## start SOURCE EXCERPT

On Mon, Sep 26, 2011 at 11:48 AM, Ben Hilburn <address@hidden> wrote:
Restarting the discussion for a small point:

> 1) It separates publicly installed headers vs private headers in the lib
> directory.

I think this, honestly, is the best argument for having the separate directory.  In terms of project navigation, I think this is really helpful, and makes sense.


> 2) Its a cleaner separation of API and implementation.

> 3) Its easier to point doxygen to the public headers and keep it from
>  parsing everything in "lib".

This is the point I wanted to comment on.  I've worked on a number of projects that point Doxygen only to include/, and projects that point to both include/ and lib/.  Honestly, and while this is obviously highly subjective and easily swapped back and forth for anyone that cares, I actually prefer including the lib/ directory as well.  There is usually a whole lot of stuff in the the implementation files that aren't declared in the headers, and a lot of it is usually extremely helpful (at least to me) when I'm hacking around.

Again, this is obviously preference.  If you only want Doxygen to document the public GNURadio API, then obviously you only want to point it to include.  For actually developing _inside_ of GNURadio, however, I often find having the lib/ documentation to be very helpful.

Cheers,
Ben

I agree with everything you've said here. I think we'll be including both. There's some maintenance work on Doxygen that I need to sort out soon, so making sure we're picking up everything that we want is going to be part of it.

## end SOURCE EXCERPT

[WHAT TO DO]:
[A] In the Doxygen message, why does the writer prefer pointing Doxygen to the lib/ directory as well as include/?
[B] From the Doxygen message, write out the passage between "I think this, honestly, is" and "API and implementation.", inclusive.

## start DATASET CONTENT

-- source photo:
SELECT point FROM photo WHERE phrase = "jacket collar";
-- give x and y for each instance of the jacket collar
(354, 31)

## end DATASET CONTENT
## start DATASET CONTENT

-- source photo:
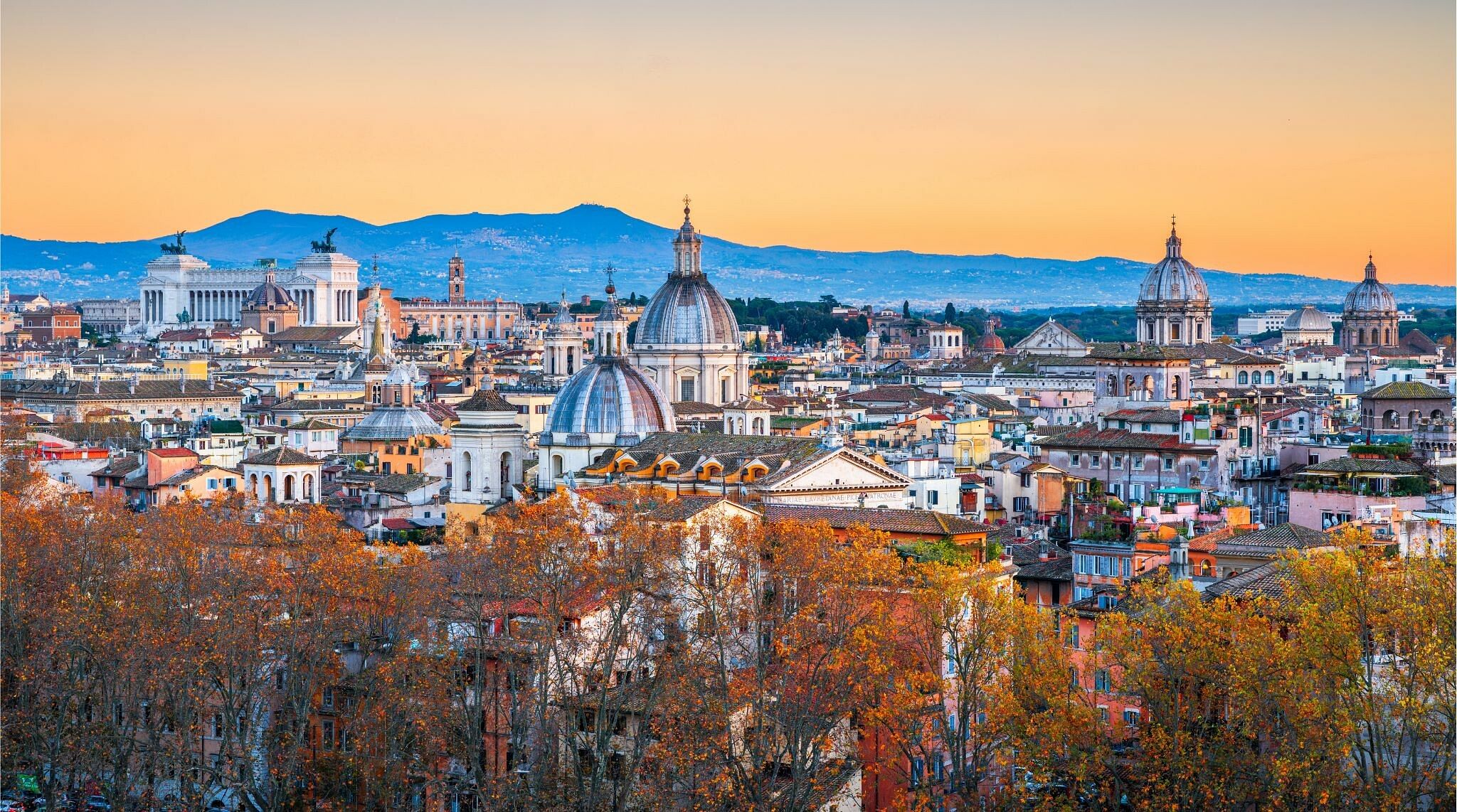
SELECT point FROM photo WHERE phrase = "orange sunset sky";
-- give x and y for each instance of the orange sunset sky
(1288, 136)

## end DATASET CONTENT

[EXERCISE SOLUTIONS]:
[A] Implementation files usually contain a lot that isn't declared in the headers, and much of it is extremely helpful to the writer when hacking around. The writer finds the lib/ documentation especially useful for developing inside GNURadio.

[B]
I think this, honestly, is the best argument for having the separate directory.  In terms of project navigation, I think this is really helpful, and makes sense.


> 2) Its a cleaner separation of API and implementation.